What to do »
Set every entry down again exactly, excluding any pictures.

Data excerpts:

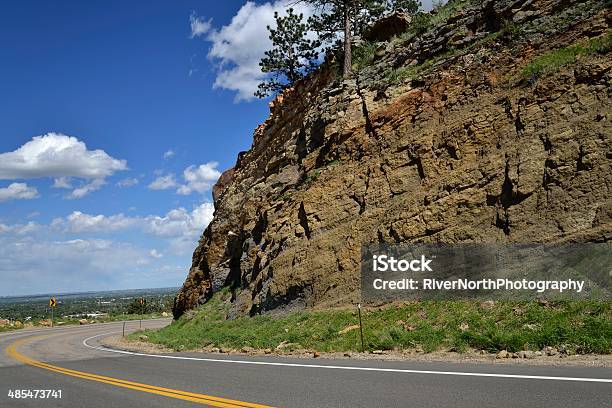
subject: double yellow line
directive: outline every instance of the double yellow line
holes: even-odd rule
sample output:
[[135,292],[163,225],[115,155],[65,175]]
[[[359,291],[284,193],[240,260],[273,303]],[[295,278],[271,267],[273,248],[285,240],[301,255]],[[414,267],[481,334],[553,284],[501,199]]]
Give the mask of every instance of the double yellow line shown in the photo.
[[[42,336],[39,336],[42,337]],[[103,375],[85,373],[82,371],[70,370],[63,367],[43,363],[38,360],[26,357],[17,351],[17,347],[30,342],[38,337],[32,337],[27,339],[17,340],[11,343],[6,348],[6,354],[20,361],[24,364],[39,367],[45,370],[53,371],[56,373],[69,375],[71,377],[83,378],[85,380],[97,381],[105,384],[114,385],[116,387],[129,388],[131,390],[142,391],[149,394],[162,395],[164,397],[176,398],[185,401],[191,401],[198,404],[205,404],[212,407],[223,407],[223,408],[270,408],[267,405],[253,404],[250,402],[237,401],[227,398],[214,397],[211,395],[197,394],[193,392],[174,390],[171,388],[157,387],[154,385],[142,384],[133,381],[120,380],[118,378],[105,377]]]

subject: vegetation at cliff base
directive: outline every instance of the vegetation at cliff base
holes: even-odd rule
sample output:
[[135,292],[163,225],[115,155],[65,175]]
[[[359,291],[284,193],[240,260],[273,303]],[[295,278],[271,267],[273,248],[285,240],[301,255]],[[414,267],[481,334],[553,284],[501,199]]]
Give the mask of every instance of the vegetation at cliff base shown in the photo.
[[[216,294],[148,341],[175,350],[253,347],[359,351],[355,309],[301,311],[227,320],[228,295]],[[226,300],[223,300],[226,299]],[[610,302],[415,302],[363,311],[366,350],[489,352],[563,347],[570,353],[612,351]],[[137,339],[142,332],[131,336]],[[280,345],[280,347],[279,347]]]

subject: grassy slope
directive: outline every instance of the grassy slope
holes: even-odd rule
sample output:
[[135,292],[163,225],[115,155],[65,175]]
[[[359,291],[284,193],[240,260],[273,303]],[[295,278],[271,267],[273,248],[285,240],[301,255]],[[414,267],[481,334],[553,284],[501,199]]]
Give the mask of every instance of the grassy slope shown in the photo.
[[[360,349],[359,330],[339,332],[358,323],[355,310],[294,312],[226,320],[228,303],[217,294],[194,313],[161,330],[147,330],[149,341],[176,350],[205,346],[239,349],[244,346],[319,351]],[[612,351],[610,302],[496,303],[421,302],[364,311],[368,350],[423,349],[463,351],[467,348],[539,350],[565,345],[578,353]],[[463,329],[463,330],[462,330]],[[141,334],[141,333],[139,333]],[[135,334],[132,338],[136,338]]]

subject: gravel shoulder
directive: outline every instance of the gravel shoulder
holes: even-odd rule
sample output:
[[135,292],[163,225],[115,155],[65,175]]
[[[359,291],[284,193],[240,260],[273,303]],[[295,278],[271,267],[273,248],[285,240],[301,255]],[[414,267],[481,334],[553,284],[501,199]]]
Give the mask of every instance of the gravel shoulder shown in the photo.
[[[147,341],[133,341],[122,338],[121,336],[109,336],[100,341],[100,344],[113,349],[133,351],[147,354],[168,354],[177,353],[177,350],[164,347],[159,344]],[[556,354],[552,356],[542,355],[532,358],[512,358],[512,353],[508,358],[499,358],[497,354],[482,354],[479,350],[469,350],[464,353],[437,351],[433,353],[423,353],[414,350],[406,351],[382,351],[382,352],[349,352],[349,353],[325,353],[313,352],[310,350],[295,351],[276,351],[276,350],[257,350],[245,348],[243,350],[202,348],[185,350],[190,353],[224,354],[236,356],[282,356],[304,359],[350,359],[350,360],[379,360],[379,361],[414,361],[414,362],[447,362],[447,363],[486,363],[502,365],[534,365],[534,366],[578,366],[578,367],[612,367],[612,355],[586,354],[586,355],[564,355]],[[180,352],[180,351],[179,351]],[[316,357],[315,357],[316,356]]]

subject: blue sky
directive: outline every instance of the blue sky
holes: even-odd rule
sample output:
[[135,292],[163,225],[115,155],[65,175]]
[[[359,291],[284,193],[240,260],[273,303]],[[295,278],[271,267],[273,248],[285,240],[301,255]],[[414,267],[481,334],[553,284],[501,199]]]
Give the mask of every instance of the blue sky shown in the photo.
[[0,296],[182,284],[281,3],[3,5]]

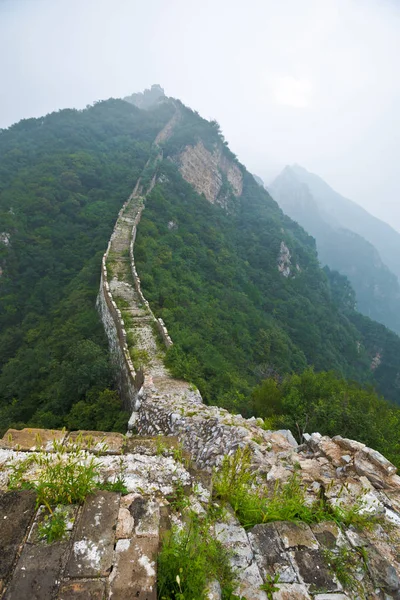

Your solution »
subject: double yellow line
directive: outline every instance of the double yellow line
holes: even-odd rule
sample output:
[[135,292],[163,225],[115,155],[65,175]]
[[[359,291],[284,193],[240,260],[273,303]],[[295,278],[271,267],[273,248],[285,240],[301,255]],[[414,267],[481,334],[553,284],[501,199]]]
Give the mask of every instance of the double yellow line shown in the photo.
[[[42,336],[39,336],[42,337]],[[103,375],[85,373],[82,371],[70,370],[63,367],[43,363],[38,360],[26,357],[17,351],[17,347],[30,342],[38,337],[32,337],[27,339],[17,340],[11,343],[6,348],[6,354],[20,361],[24,364],[39,367],[45,370],[53,371],[56,373],[69,375],[71,377],[83,378],[85,380],[97,381],[105,384],[114,385],[116,387],[129,388],[131,390],[142,391],[149,394],[162,395],[164,397],[176,398],[185,401],[191,401],[198,404],[205,404],[212,407],[223,407],[223,408],[270,408],[267,405],[253,404],[250,402],[237,401],[227,398],[214,397],[211,395],[197,394],[193,392],[174,390],[171,388],[157,387],[154,385],[142,384],[133,381],[120,380],[118,378],[105,377]]]

subject: vegetation at cliff base
directive: outline every instance of the vegetation at cliff base
holes: even-odd rule
sample output:
[[135,292],[163,225],[115,155],[65,175]]
[[[359,291],[284,193],[240,260],[273,303]],[[295,278],[271,267],[273,248],[285,240],[301,255]],[[414,267],[481,334],[553,284],[501,199]]]
Give the mask of every instance of the vegetation at cliff base shown in the photo.
[[[216,294],[148,341],[175,350],[253,347],[359,351],[355,309],[301,311],[227,320],[228,295]],[[226,300],[223,300],[226,299]],[[610,302],[415,302],[363,311],[366,350],[489,352],[563,347],[570,353],[612,351]],[[137,339],[142,332],[131,336]],[[280,345],[280,347],[279,347]]]

subject: grassy slope
directive: outline every instance of the grassy slope
holes: even-odd rule
sample output:
[[135,292],[163,225],[115,155],[65,175]]
[[[359,291],[284,193],[240,260],[273,303]],[[295,278],[271,267],[273,248],[285,240],[301,255]],[[414,267],[481,334],[553,284],[501,199]]]
Give the mask of every instance of the grassy slope shown in the photo.
[[[360,349],[359,330],[339,332],[358,323],[355,310],[294,312],[226,320],[228,303],[217,294],[194,313],[161,330],[147,330],[149,341],[176,350],[205,346],[239,349],[244,346],[319,351]],[[612,351],[610,302],[496,303],[421,302],[364,311],[368,350],[423,349],[463,351],[467,348],[539,350],[565,345],[578,353]],[[463,329],[463,330],[462,330]],[[141,334],[141,333],[139,333]],[[135,334],[132,338],[136,338]]]

subject: gravel shoulder
directive: outline every instance of the gravel shoulder
holes: even-odd rule
sample output:
[[135,292],[163,225],[115,155],[65,175]]
[[[359,291],[284,193],[240,260],[273,303]],[[295,278],[271,267],[273,248],[285,240],[301,255]],[[414,267],[481,334],[553,284],[501,199]]]
Give the mask of every instance of the gravel shoulder shown in the photo.
[[[147,341],[133,341],[122,338],[121,336],[109,336],[100,341],[100,344],[113,349],[133,351],[147,354],[168,354],[177,353],[177,350],[164,347],[159,344]],[[556,354],[552,356],[542,355],[532,358],[512,358],[512,353],[508,358],[499,358],[497,354],[482,354],[479,350],[469,350],[464,353],[437,351],[433,353],[423,353],[414,350],[406,351],[382,351],[382,352],[349,352],[349,353],[325,353],[313,352],[310,350],[295,351],[276,351],[276,350],[257,350],[245,348],[243,350],[202,348],[185,350],[190,353],[224,354],[236,356],[282,356],[304,359],[350,359],[350,360],[379,360],[379,361],[414,361],[414,362],[447,362],[447,363],[486,363],[502,365],[534,365],[534,366],[578,366],[578,367],[612,367],[612,355],[586,354],[586,355],[564,355]],[[180,352],[180,351],[179,351]],[[316,357],[315,357],[316,356]]]

subject: blue sky
directive: outline every instance of the blue sky
holes: even-odd rule
sample output:
[[135,292],[163,225],[115,155],[65,175]]
[[[359,291],[284,193],[240,260],[273,303]],[[295,278],[271,267],[273,248],[285,240],[301,255]],[[414,267],[481,334],[553,284],[501,199]]]
Give the mask of every instance of the blue sky shown in the photo.
[[0,296],[182,284],[281,3],[3,5]]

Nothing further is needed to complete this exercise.